=== Section Start ===

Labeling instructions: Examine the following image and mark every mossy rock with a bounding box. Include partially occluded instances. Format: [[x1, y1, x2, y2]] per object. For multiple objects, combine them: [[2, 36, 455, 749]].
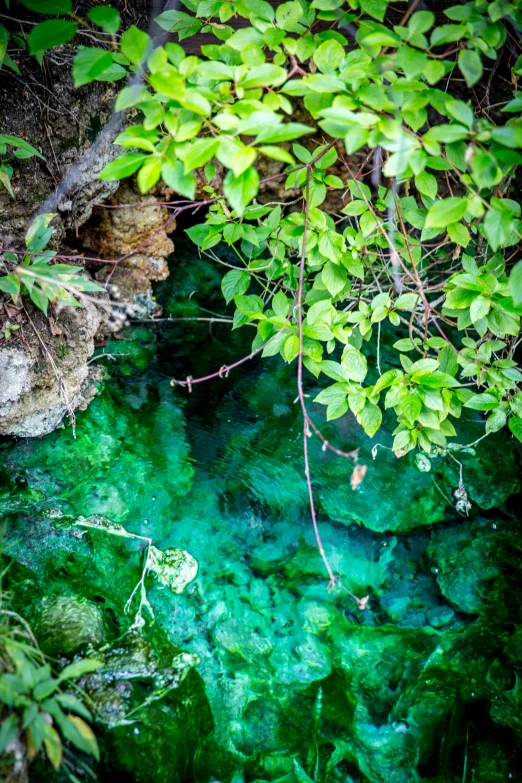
[[30, 594, 107, 656]]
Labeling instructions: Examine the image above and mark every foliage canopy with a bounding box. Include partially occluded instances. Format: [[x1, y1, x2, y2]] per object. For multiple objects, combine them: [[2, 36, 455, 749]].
[[3, 0, 522, 454]]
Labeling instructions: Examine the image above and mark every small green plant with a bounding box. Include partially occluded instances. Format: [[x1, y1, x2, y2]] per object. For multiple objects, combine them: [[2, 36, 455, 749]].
[[1, 321, 19, 340], [0, 594, 101, 775], [0, 134, 44, 197], [0, 213, 103, 316]]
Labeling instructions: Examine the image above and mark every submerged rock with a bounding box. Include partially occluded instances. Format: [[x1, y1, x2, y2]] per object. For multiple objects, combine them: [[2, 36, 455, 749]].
[[79, 628, 212, 783], [29, 594, 107, 656]]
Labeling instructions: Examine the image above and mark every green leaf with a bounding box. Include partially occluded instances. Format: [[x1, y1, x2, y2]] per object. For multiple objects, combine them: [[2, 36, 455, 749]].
[[0, 134, 44, 160], [87, 6, 121, 34], [99, 152, 149, 180], [393, 338, 418, 352], [357, 401, 382, 436], [326, 397, 348, 421], [115, 85, 150, 111], [182, 138, 220, 173], [55, 693, 92, 721], [221, 269, 250, 304], [259, 145, 295, 164], [58, 659, 103, 681], [510, 260, 522, 306], [137, 158, 162, 193], [276, 1, 304, 31], [446, 99, 474, 128], [60, 715, 99, 760], [393, 429, 414, 453], [464, 393, 499, 411], [448, 222, 470, 246], [242, 63, 287, 88], [161, 161, 196, 200], [401, 393, 422, 422], [72, 48, 113, 87], [255, 123, 314, 144], [120, 25, 151, 66], [0, 273, 21, 299], [273, 290, 290, 316], [343, 200, 368, 217], [415, 171, 437, 199], [0, 714, 18, 754], [483, 204, 516, 251], [486, 407, 507, 433], [508, 414, 522, 442], [235, 294, 264, 317], [0, 165, 13, 197], [360, 0, 387, 22], [394, 293, 419, 311], [283, 334, 300, 362], [28, 20, 77, 54], [458, 48, 483, 87], [223, 167, 260, 215], [425, 197, 468, 228], [32, 678, 59, 700], [25, 212, 56, 250], [1, 51, 22, 75], [0, 24, 8, 67], [43, 725, 62, 770], [21, 0, 72, 12], [149, 66, 185, 100], [344, 126, 370, 154], [396, 45, 429, 79], [409, 10, 435, 34], [231, 146, 257, 177], [314, 39, 345, 73], [154, 10, 202, 40], [342, 344, 367, 382], [470, 294, 491, 323], [322, 261, 347, 297]]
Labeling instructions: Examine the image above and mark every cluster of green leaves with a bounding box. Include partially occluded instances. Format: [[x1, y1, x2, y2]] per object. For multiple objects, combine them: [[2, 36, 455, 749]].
[[5, 0, 522, 453], [0, 15, 24, 75], [0, 607, 101, 773], [0, 134, 43, 197], [0, 0, 125, 83], [0, 214, 103, 316], [90, 0, 522, 453]]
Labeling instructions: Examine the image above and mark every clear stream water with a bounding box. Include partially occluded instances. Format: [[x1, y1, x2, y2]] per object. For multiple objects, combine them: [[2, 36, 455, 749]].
[[1, 241, 522, 783]]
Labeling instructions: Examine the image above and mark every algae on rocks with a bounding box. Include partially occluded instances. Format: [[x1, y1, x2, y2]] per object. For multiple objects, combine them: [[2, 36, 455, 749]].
[[1, 280, 522, 782]]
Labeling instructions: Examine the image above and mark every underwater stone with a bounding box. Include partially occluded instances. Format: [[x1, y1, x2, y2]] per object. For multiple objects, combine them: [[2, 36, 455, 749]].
[[149, 545, 198, 594], [30, 594, 106, 656], [426, 605, 455, 629]]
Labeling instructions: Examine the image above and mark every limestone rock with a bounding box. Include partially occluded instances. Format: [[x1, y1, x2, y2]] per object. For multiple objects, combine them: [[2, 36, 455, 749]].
[[0, 298, 106, 437], [78, 180, 175, 332]]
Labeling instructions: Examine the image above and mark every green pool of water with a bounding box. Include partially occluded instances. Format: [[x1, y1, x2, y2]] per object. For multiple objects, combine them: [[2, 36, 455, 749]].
[[1, 246, 522, 783]]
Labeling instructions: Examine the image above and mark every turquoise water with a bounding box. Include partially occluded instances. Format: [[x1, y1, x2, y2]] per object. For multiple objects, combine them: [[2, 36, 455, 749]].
[[1, 244, 522, 782]]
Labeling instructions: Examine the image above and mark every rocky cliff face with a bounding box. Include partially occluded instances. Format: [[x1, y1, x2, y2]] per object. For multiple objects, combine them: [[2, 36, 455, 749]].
[[0, 7, 175, 438], [78, 180, 176, 336], [0, 298, 105, 438]]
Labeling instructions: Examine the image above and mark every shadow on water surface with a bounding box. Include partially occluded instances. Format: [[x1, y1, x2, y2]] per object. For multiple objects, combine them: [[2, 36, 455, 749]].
[[1, 236, 522, 783]]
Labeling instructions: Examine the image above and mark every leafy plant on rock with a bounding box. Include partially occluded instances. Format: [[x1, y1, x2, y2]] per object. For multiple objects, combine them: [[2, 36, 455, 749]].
[[0, 592, 101, 777], [0, 214, 103, 316]]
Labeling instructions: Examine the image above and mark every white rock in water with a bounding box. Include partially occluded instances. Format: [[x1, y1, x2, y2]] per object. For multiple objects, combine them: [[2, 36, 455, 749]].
[[148, 546, 198, 594]]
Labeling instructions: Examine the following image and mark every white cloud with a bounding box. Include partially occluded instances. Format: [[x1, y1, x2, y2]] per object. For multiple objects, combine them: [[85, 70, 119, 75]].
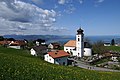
[[79, 0, 84, 4], [64, 4, 76, 14], [94, 0, 105, 7], [0, 0, 58, 35], [31, 0, 43, 5], [58, 0, 65, 5]]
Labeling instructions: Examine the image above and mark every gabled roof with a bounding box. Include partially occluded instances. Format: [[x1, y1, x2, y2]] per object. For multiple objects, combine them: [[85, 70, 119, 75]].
[[15, 40, 26, 46], [9, 40, 26, 46], [48, 50, 70, 59], [32, 45, 47, 52], [0, 40, 11, 45], [51, 42, 60, 46], [9, 42, 19, 46], [64, 40, 76, 47]]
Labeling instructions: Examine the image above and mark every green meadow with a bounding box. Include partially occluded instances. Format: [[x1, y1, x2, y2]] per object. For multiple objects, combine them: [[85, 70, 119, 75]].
[[0, 46, 120, 80]]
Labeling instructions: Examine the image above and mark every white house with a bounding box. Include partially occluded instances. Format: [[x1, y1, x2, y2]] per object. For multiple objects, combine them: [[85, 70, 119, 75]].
[[8, 40, 26, 49], [44, 50, 70, 65], [48, 43, 60, 49], [104, 42, 111, 46], [48, 43, 54, 49], [64, 28, 92, 57]]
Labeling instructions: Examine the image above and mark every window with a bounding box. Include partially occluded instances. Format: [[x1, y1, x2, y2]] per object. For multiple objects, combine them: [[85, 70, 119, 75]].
[[78, 38, 79, 41], [66, 49, 68, 50], [49, 59, 51, 61], [63, 62, 65, 65], [56, 59, 58, 61]]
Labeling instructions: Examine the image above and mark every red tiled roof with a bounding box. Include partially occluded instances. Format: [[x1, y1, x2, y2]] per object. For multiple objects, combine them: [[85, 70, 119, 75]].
[[9, 42, 19, 46], [64, 40, 76, 47], [48, 50, 70, 58], [15, 40, 26, 46], [0, 40, 26, 46], [0, 40, 11, 45]]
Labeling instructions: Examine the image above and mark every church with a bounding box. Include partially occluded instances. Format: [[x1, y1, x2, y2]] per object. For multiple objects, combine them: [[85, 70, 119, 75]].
[[64, 28, 92, 57]]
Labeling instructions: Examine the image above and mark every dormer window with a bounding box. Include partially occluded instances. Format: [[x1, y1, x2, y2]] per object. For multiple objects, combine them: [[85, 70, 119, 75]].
[[55, 53, 57, 55]]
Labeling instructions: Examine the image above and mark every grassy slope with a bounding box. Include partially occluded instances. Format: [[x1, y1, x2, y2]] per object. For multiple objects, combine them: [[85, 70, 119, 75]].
[[0, 47, 120, 80], [106, 46, 120, 52]]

=== Section End ===

**Directions**.
Look above for the line that contains "mark every grassy". That line and every line after it through the end of the data must be written out exactly, with nothing else.

**Task response**.
Labeling instructions: Examine the image above and mark every grassy slope with a bounding box. Include partially occluded instances. Format: [[x1, y1, x2, y2]] per object. For multiple objects, combine them: [[85, 70, 119, 75]].
[[0, 47, 120, 80], [106, 46, 120, 52]]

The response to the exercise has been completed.